DIRECTIVE:
Copy the data from the line with "segment: sun lounger" up to and including the line with "[[[810,255],[810,211],[791,213],[790,217],[793,222],[793,254]]]", swapping "sun lounger" for "beach chair" and leaving everything else unchanged. Return only those lines.

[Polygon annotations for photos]

• • • • • • •

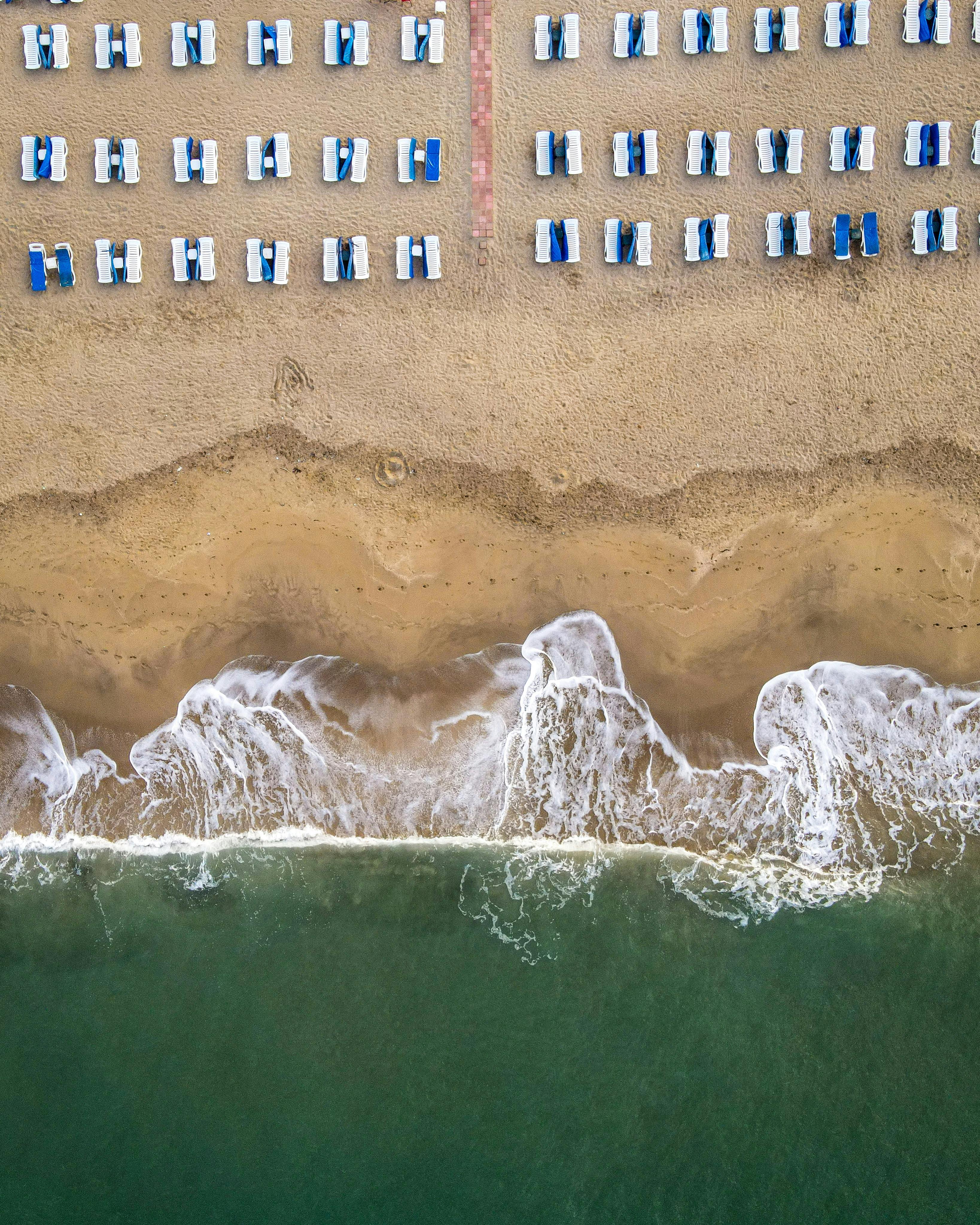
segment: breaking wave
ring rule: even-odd
[[[28,846],[92,838],[143,851],[477,838],[522,849],[492,880],[468,870],[461,909],[527,947],[543,898],[589,897],[608,854],[642,845],[680,893],[746,922],[957,864],[980,831],[979,703],[980,688],[910,669],[820,663],[760,693],[758,763],[699,769],[632,693],[593,612],[410,677],[337,657],[239,659],[195,685],[125,768],[77,752],[9,686],[0,870]],[[546,853],[582,839],[586,862]]]

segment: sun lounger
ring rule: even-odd
[[[942,209],[942,224],[940,227],[940,245],[943,251],[956,251],[957,249],[957,213],[958,209],[954,205],[947,205]]]
[[[858,129],[858,169],[875,169],[875,129],[871,126]]]
[[[534,162],[539,175],[555,173],[555,134],[540,131],[534,137]]]
[[[834,217],[834,258],[850,258],[850,213]]]
[[[810,255],[810,211],[791,213],[790,217],[793,222],[793,254]]]
[[[848,136],[850,129],[848,127],[832,127],[831,129],[831,169],[832,170],[846,170],[848,169]],[[850,223],[848,223],[850,224]]]
[[[31,263],[31,288],[36,294],[48,288],[48,252],[43,243],[27,244],[27,258]]]
[[[861,255],[872,256],[880,252],[878,214],[861,213]]]
[[[756,132],[760,174],[775,173],[775,136],[772,127],[760,127]],[[782,217],[782,213],[780,213]]]
[[[687,173],[704,174],[706,170],[706,132],[699,127],[687,134]]]

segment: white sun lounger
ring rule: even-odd
[[[786,132],[786,174],[801,174],[804,169],[804,130],[790,127]]]
[[[582,174],[582,132],[577,127],[565,134],[565,173]]]
[[[394,277],[397,281],[410,281],[412,268],[412,235],[399,234],[394,240]]]
[[[731,132],[714,134],[714,173],[725,179],[731,170]]]
[[[932,42],[940,47],[948,47],[953,33],[952,12],[949,0],[936,0],[936,24],[932,31]]]
[[[704,152],[704,132],[696,127],[687,134],[687,173],[701,174],[701,159]]]
[[[635,222],[633,225],[637,267],[648,268],[653,263],[653,222]]]
[[[728,50],[728,9],[712,9],[712,50]]]
[[[831,169],[845,170],[848,167],[848,136],[849,129],[831,129]]]
[[[684,257],[688,263],[696,263],[701,258],[701,239],[698,236],[699,217],[685,217],[684,219]]]
[[[795,255],[810,255],[810,209],[793,214],[796,223]]]
[[[698,9],[685,9],[681,15],[681,33],[684,36],[684,54],[697,55]]]
[[[364,136],[355,136],[352,145],[350,181],[364,183],[368,178],[368,141]]]
[[[773,140],[772,127],[760,127],[756,132],[756,149],[758,152],[760,174],[775,173],[775,146]]]
[[[957,227],[957,207],[954,205],[947,205],[942,211],[942,238],[940,245],[943,251],[956,251],[958,227]]]
[[[119,142],[123,149],[123,181],[140,181],[140,148],[132,136],[124,136]]]
[[[778,257],[783,254],[783,214],[766,214],[766,255]]]
[[[753,18],[753,44],[760,55],[766,55],[773,49],[773,11],[772,9],[756,9]],[[772,213],[769,214],[772,217]],[[782,214],[780,214],[782,216]],[[766,223],[768,225],[768,222]]]
[[[916,208],[911,214],[911,250],[914,255],[929,254],[929,209]]]
[[[551,222],[546,217],[534,223],[534,262],[551,262]]]
[[[405,59],[404,54],[404,17],[402,18],[402,59]],[[415,58],[414,43],[412,59]],[[551,18],[546,12],[538,13],[534,18],[534,59],[535,60],[550,60],[551,59]]]
[[[865,127],[861,125],[859,129],[860,138],[858,143],[858,169],[859,170],[873,170],[875,169],[875,129]]]
[[[714,214],[714,257],[715,260],[728,258],[728,233],[729,233],[729,214],[728,213],[715,213]]]

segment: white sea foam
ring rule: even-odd
[[[78,755],[56,717],[9,687],[0,870],[67,848],[514,843],[492,880],[464,876],[461,905],[519,943],[541,882],[549,905],[566,886],[588,894],[601,853],[588,869],[540,854],[584,839],[664,849],[674,888],[747,921],[956,864],[980,822],[979,702],[909,669],[821,663],[762,690],[757,764],[697,769],[592,612],[412,677],[330,657],[236,660],[137,741],[129,772]]]

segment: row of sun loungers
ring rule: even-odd
[[[10,2],[10,0],[7,0]],[[59,2],[59,0],[55,0]],[[440,5],[436,4],[439,10]],[[445,0],[442,4],[445,12]],[[288,17],[265,22],[251,20],[245,23],[246,61],[261,67],[266,64],[293,62],[293,22]],[[47,31],[42,26],[22,27],[24,66],[37,69],[66,69],[69,66],[67,26],[53,23]],[[194,64],[217,62],[217,27],[211,20],[196,22],[170,22],[170,62],[175,69]],[[446,22],[443,17],[419,20],[402,18],[401,54],[403,60],[442,64],[446,56]],[[116,34],[115,27],[100,22],[96,26],[96,67],[115,66],[116,56],[127,69],[140,67],[140,26],[125,21]],[[370,28],[366,21],[323,22],[323,62],[343,67],[348,64],[366,67],[370,59]]]
[[[612,18],[612,55],[632,59],[659,51],[660,15],[657,9],[617,12]],[[755,48],[760,54],[800,49],[800,10],[756,9]],[[947,45],[952,38],[951,0],[907,0],[903,10],[903,39],[907,43]],[[973,40],[980,43],[980,2],[973,6]],[[685,9],[681,39],[686,55],[725,53],[729,49],[728,9]],[[823,10],[823,44],[831,48],[867,47],[871,42],[871,0],[842,4],[831,0]],[[535,60],[576,60],[581,49],[577,12],[561,17],[539,13],[534,18]]]

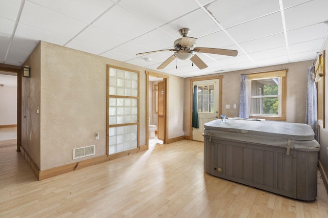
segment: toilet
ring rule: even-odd
[[[150,125],[150,117],[148,119],[148,128],[149,130],[149,138],[155,138],[155,131],[157,128],[155,125]]]

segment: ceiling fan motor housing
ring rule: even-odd
[[[196,46],[196,43],[194,43],[192,46],[191,46],[190,47],[183,47],[181,45],[182,40],[182,38],[180,38],[177,39],[175,41],[174,41],[174,43],[173,43],[173,47],[175,48],[175,49],[180,50],[181,48],[186,49],[186,48],[189,48],[190,50],[193,50],[194,49],[194,48],[195,48],[195,46]]]

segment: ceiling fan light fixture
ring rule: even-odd
[[[180,60],[188,60],[194,56],[194,52],[190,50],[180,50],[174,53],[174,55]]]

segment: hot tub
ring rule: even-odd
[[[296,199],[316,199],[320,145],[309,125],[215,120],[204,124],[203,135],[206,172]]]

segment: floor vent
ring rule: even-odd
[[[84,157],[93,155],[95,153],[95,145],[79,147],[73,149],[73,159],[83,158]]]

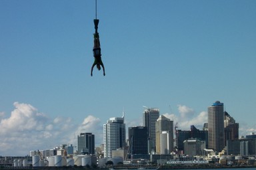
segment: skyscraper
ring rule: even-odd
[[[149,139],[148,152],[155,149],[155,122],[159,118],[159,108],[146,108],[143,114],[143,126],[147,127]]]
[[[225,146],[227,145],[227,140],[238,139],[239,124],[235,123],[233,119],[227,112],[224,112],[224,141]]]
[[[217,152],[225,147],[223,108],[219,101],[208,107],[208,147]]]
[[[164,135],[161,135],[162,131],[166,131],[165,134],[169,133],[168,135],[165,135],[169,137],[167,140],[169,153],[167,154],[169,154],[173,150],[173,121],[171,121],[163,115],[160,116],[155,122],[155,147],[156,152],[159,154],[161,153],[161,136],[164,136]]]
[[[77,135],[79,154],[95,154],[95,137],[91,133],[81,133]]]
[[[147,154],[147,129],[143,126],[129,128],[129,153]]]
[[[206,128],[206,124],[204,125]],[[208,148],[208,131],[197,129],[193,125],[190,126],[190,130],[182,131],[178,129],[177,131],[177,146],[179,151],[183,151],[183,141],[189,139],[189,138],[197,138],[201,141],[205,141],[206,148]]]
[[[103,125],[104,157],[112,157],[112,150],[125,146],[125,124],[122,118],[111,118]]]

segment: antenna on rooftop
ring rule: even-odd
[[[125,108],[123,108],[123,116],[122,118],[125,118]]]

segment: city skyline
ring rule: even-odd
[[[26,105],[25,104],[18,104],[18,103],[15,103],[15,106],[17,107],[17,109],[16,109],[16,110],[13,112],[13,114],[21,114],[21,116],[22,116],[22,114],[28,114],[28,115],[32,116],[31,117],[33,117],[33,116],[34,117],[38,116],[38,118],[40,118],[40,119],[41,119],[41,118],[43,117],[43,114],[42,114],[41,113],[36,113],[35,114],[33,114],[33,112],[37,111],[37,109],[33,108],[32,106]],[[153,110],[154,110],[154,111],[157,110],[157,112],[158,112],[158,110],[159,110],[159,108],[147,108],[147,109],[145,109],[145,106],[143,106],[143,108],[144,109],[144,111],[141,112],[141,117],[143,117],[142,115],[144,114],[145,112],[147,111],[147,110],[150,110],[153,109]],[[185,106],[183,106],[183,109],[181,108],[180,110],[184,110],[185,108],[186,107],[185,107]],[[189,108],[187,108],[187,109],[188,110]],[[182,114],[185,114],[185,112],[181,112],[181,115],[182,115],[181,113]],[[117,118],[125,120],[124,119],[124,118],[125,118],[125,116],[125,116],[125,113],[123,112],[122,114],[123,114],[123,117],[122,118]],[[35,115],[36,115],[36,116],[35,116]],[[161,117],[161,116],[166,116],[166,118],[170,118],[170,115],[168,114],[160,114],[159,115],[160,115],[159,117]],[[205,115],[204,114],[203,114],[201,116],[205,116]],[[171,116],[173,116],[173,116],[171,115]],[[185,117],[186,116],[183,115],[183,116]],[[171,118],[175,118],[175,117],[171,117]],[[182,117],[182,118],[184,118],[184,117]],[[191,121],[191,122],[194,122],[194,121],[198,120],[200,118],[201,118],[200,116],[199,116],[197,118],[195,118],[195,119],[193,118]],[[33,119],[34,119],[34,118],[31,118],[31,119],[33,120]],[[107,121],[107,122],[115,121],[115,119],[116,119],[116,118],[111,117],[111,118],[109,118],[109,120]],[[207,118],[205,118],[205,120],[207,120]],[[64,120],[64,118],[59,117],[59,118],[56,118],[53,120],[53,124],[56,124],[58,126],[59,126],[62,124],[61,121],[63,121],[63,120]],[[126,124],[125,122],[125,124],[126,124],[126,126],[125,126],[125,127],[126,127],[125,128],[126,128],[126,133],[127,133],[127,129],[129,128],[130,128],[130,127],[141,126],[142,126],[142,118],[141,118],[141,124],[140,125],[133,125],[133,126],[129,126],[129,125],[131,125],[130,123],[128,122],[128,125],[127,125],[127,124]],[[223,120],[223,122],[224,122],[224,120]],[[69,124],[69,123],[71,122],[71,120],[67,119],[64,122],[65,122],[65,124]],[[77,127],[76,131],[75,133],[69,131],[69,133],[64,134],[64,136],[68,137],[67,137],[65,139],[65,141],[60,142],[59,141],[55,141],[55,144],[51,143],[52,145],[50,146],[50,147],[49,147],[49,145],[47,145],[47,143],[39,143],[38,145],[33,145],[34,148],[35,148],[35,149],[29,149],[29,151],[30,150],[37,150],[38,149],[51,149],[51,148],[53,149],[53,147],[55,147],[56,146],[58,146],[58,145],[59,145],[61,143],[73,144],[74,146],[77,146],[77,138],[76,139],[72,139],[72,137],[70,137],[70,136],[69,137],[69,135],[70,135],[71,133],[72,134],[73,133],[76,134],[76,133],[77,133],[77,135],[81,134],[81,133],[96,133],[96,137],[97,137],[95,139],[95,146],[99,146],[100,145],[103,144],[103,124],[102,124],[102,126],[101,126],[101,125],[99,125],[99,123],[100,123],[100,122],[100,122],[100,120],[99,118],[96,118],[93,117],[93,116],[89,116],[87,118],[85,118],[85,120],[83,120],[83,122],[80,126]],[[201,126],[201,128],[199,128],[199,129],[201,130],[201,129],[203,129],[203,124],[206,123],[206,122],[203,122],[203,123],[202,123],[202,124],[201,124],[199,126],[198,124],[197,124],[197,126],[195,125],[195,124],[191,124],[191,125],[194,125],[194,126],[195,126],[197,127],[199,127],[199,126],[200,127]],[[43,126],[41,124],[41,123],[42,122],[41,122],[39,125],[37,125],[37,126],[38,126],[39,127]],[[186,124],[188,123],[188,122],[186,121],[186,122],[181,122],[181,123],[182,123],[181,124]],[[74,127],[73,126],[74,124],[71,124],[71,125],[72,125],[72,127]],[[49,130],[51,128],[52,128],[52,126],[53,126],[52,124],[51,125],[50,124],[49,126],[46,126],[45,128],[48,129],[48,130]],[[64,126],[62,126],[62,127],[61,127],[61,126],[59,127],[59,128],[64,128],[64,129],[63,129],[63,131],[62,133],[63,133],[65,131],[67,131],[67,129],[65,127],[66,127],[66,124],[64,124]],[[183,126],[181,126],[181,127],[179,126],[179,127],[180,128],[177,128],[177,129],[186,130],[186,129],[183,128]],[[190,127],[190,126],[187,126],[187,127]],[[97,128],[97,129],[95,129],[95,128]],[[173,128],[174,128],[174,127],[173,127]],[[187,129],[188,130],[189,129],[189,128],[188,128]],[[59,132],[60,129],[55,129],[57,130],[57,131],[56,131],[57,133],[60,133]],[[45,136],[47,136],[47,133],[45,133],[43,135],[45,135],[44,137],[45,137]],[[239,135],[239,136],[241,136],[241,135]],[[50,136],[47,136],[45,138],[45,141],[47,141],[49,142],[48,138]],[[53,136],[51,136],[51,137],[53,137]],[[75,137],[77,137],[77,135],[76,135],[75,137]],[[125,137],[126,137],[126,139],[128,139],[127,135],[126,135]],[[175,136],[174,136],[174,137],[175,137]],[[100,139],[99,141],[98,140],[99,139]],[[62,138],[61,139],[63,140],[65,139]],[[101,140],[102,141],[102,143],[99,143],[99,142],[100,142]],[[61,141],[61,140],[60,140],[60,141]],[[41,147],[40,147],[40,145],[41,145]],[[28,149],[31,148],[30,147],[31,147],[31,146],[29,145],[29,147],[27,148]],[[39,147],[40,147],[40,148],[39,148]],[[41,147],[43,147],[43,148],[41,148]],[[1,149],[5,149],[5,148],[1,148]],[[4,149],[3,149],[3,150],[4,150]],[[10,151],[11,151],[11,149],[9,150],[9,151],[7,151],[6,153],[10,153]],[[26,150],[23,150],[23,151],[21,150],[20,151],[21,151],[21,153],[24,153],[25,155],[26,155],[25,153],[27,152],[27,151],[26,151]],[[1,151],[1,153],[3,153],[3,151]]]
[[[142,125],[143,106],[201,129],[219,100],[256,131],[255,1],[97,4],[106,76],[91,77],[94,1],[0,1],[0,155],[102,143],[109,117]]]

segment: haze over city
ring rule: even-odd
[[[143,106],[201,129],[219,100],[256,132],[255,1],[101,1],[106,76],[93,62],[95,1],[0,1],[0,155],[103,142],[103,125]]]

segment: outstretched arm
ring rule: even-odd
[[[91,66],[91,76],[93,76],[93,67],[96,65],[96,64],[94,62],[93,64]]]
[[[102,62],[101,62],[101,63],[102,63]],[[102,66],[102,68],[103,68],[103,76],[105,76],[105,75],[106,75],[106,74],[105,74],[105,67],[104,67],[104,64],[103,64],[103,63],[101,64],[101,66]]]

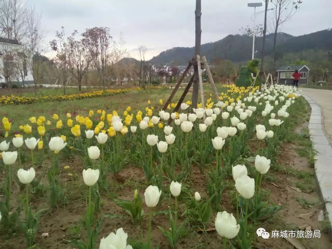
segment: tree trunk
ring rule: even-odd
[[[267,14],[268,5],[268,0],[265,0],[265,12],[264,17],[264,30],[263,31],[263,45],[262,48],[262,60],[261,61],[261,72],[263,72],[264,69],[264,55],[265,48],[265,38],[266,37],[266,16]],[[276,40],[275,39],[275,40],[276,41]],[[263,77],[262,77],[262,75],[261,75],[261,77],[260,77],[259,80],[260,92],[262,91],[262,80]]]
[[[201,55],[201,38],[202,30],[201,27],[201,17],[202,16],[201,0],[196,0],[196,10],[195,10],[195,54]],[[197,108],[198,98],[198,88],[199,81],[198,76],[198,67],[200,65],[194,65],[194,83],[193,85],[193,95],[192,98],[192,108]],[[204,103],[202,103],[204,108]]]

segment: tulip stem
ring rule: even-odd
[[[151,248],[151,217],[152,211],[150,208],[149,210],[149,228],[147,234],[147,248],[148,249]]]
[[[248,199],[246,200],[246,215],[244,217],[244,233],[243,234],[243,243],[244,246],[245,244],[246,240],[247,239],[247,222],[248,220]]]

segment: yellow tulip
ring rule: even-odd
[[[23,126],[23,130],[27,134],[30,134],[32,132],[32,127],[27,124]]]
[[[123,135],[124,135],[126,133],[128,132],[128,127],[125,125],[124,125],[122,126],[122,128],[121,129],[121,133],[122,133]]]
[[[81,127],[78,124],[76,124],[73,127],[72,127],[70,131],[75,136],[81,135]]]
[[[45,117],[43,116],[40,116],[38,118],[38,119],[41,120],[42,122],[43,123],[44,123],[46,122],[46,120],[45,119]]]
[[[56,122],[56,128],[61,129],[62,127],[62,121],[61,120]]]
[[[111,126],[108,129],[108,135],[110,137],[115,136],[117,134],[117,132],[113,128],[113,126]]]
[[[36,118],[35,117],[31,117],[29,119],[29,120],[31,122],[31,124],[36,124],[37,123],[37,121],[36,121]]]
[[[137,120],[137,122],[139,123],[140,123],[141,121],[142,121],[142,115],[138,115],[137,114],[136,115],[136,120]]]
[[[98,124],[98,127],[99,128],[100,130],[101,130],[104,128],[104,124],[105,124],[103,121],[100,121],[100,122]]]
[[[41,150],[42,149],[42,146],[43,144],[42,140],[40,140],[38,141],[38,149]]]
[[[38,133],[41,136],[43,136],[45,135],[45,127],[43,126],[40,125],[37,128],[37,130],[38,131]]]
[[[91,127],[92,127],[92,122],[90,119],[86,120],[85,126],[86,126],[86,128],[88,130],[90,130],[91,129]]]
[[[107,118],[107,123],[111,124],[112,123],[112,119],[113,118],[113,115],[111,114],[108,114],[106,116]]]
[[[41,125],[42,126],[42,121],[39,119],[37,120],[37,125],[39,126],[40,126]]]
[[[5,130],[6,131],[9,131],[10,130],[10,127],[11,126],[11,123],[7,122],[4,124],[4,126],[5,127]]]

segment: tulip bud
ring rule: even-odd
[[[201,195],[198,192],[195,193],[195,200],[198,202],[201,201]]]
[[[157,187],[150,185],[144,193],[145,204],[149,208],[154,208],[158,204],[161,195],[161,191]]]
[[[176,182],[172,181],[169,186],[169,190],[173,196],[176,197],[179,196],[181,192],[181,186],[182,183],[179,183]]]

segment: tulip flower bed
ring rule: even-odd
[[[220,101],[209,98],[193,113],[189,101],[172,112],[174,104],[160,111],[163,100],[154,99],[123,114],[37,115],[16,124],[18,132],[4,117],[0,242],[9,249],[291,248],[256,231],[298,222],[295,182],[319,200],[308,193],[315,189],[312,151],[303,148],[310,141],[294,130],[306,106],[290,87],[222,87]],[[325,247],[317,248],[330,245],[321,239]]]

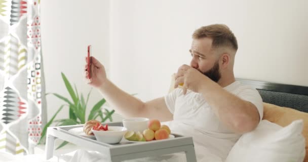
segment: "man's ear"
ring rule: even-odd
[[[224,53],[220,57],[221,68],[226,68],[230,63],[230,55],[228,53]]]

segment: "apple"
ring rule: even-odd
[[[124,138],[129,141],[138,141],[138,137],[134,131],[127,131],[124,135]]]
[[[161,122],[158,119],[152,119],[148,122],[147,127],[154,132],[161,128]]]
[[[170,135],[170,133],[171,133],[171,131],[170,130],[170,129],[169,128],[169,127],[168,127],[166,125],[162,125],[161,127],[161,129],[165,129],[167,131],[167,132],[168,132],[168,135]]]
[[[155,137],[155,133],[153,130],[150,129],[147,129],[143,131],[142,132],[144,138],[146,141],[150,141],[154,139]]]
[[[169,135],[167,130],[161,129],[155,132],[155,139],[157,140],[167,139],[169,137]]]
[[[138,139],[138,141],[145,142],[145,138],[143,137],[143,135],[142,135],[140,132],[137,132],[136,134],[137,135],[137,138]]]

• • • • • • •

EXPECTED ANSWER:
segment: beach chair
ring rule: even-odd
[[[942,209],[942,224],[940,227],[940,245],[943,251],[956,251],[957,249],[957,213],[958,209],[954,205],[947,205]]]
[[[858,129],[858,169],[875,169],[875,129],[871,126]]]
[[[534,162],[539,175],[555,173],[555,134],[540,131],[534,137]]]
[[[834,217],[834,258],[850,258],[850,213]]]
[[[810,255],[810,211],[791,213],[790,217],[793,222],[793,254]]]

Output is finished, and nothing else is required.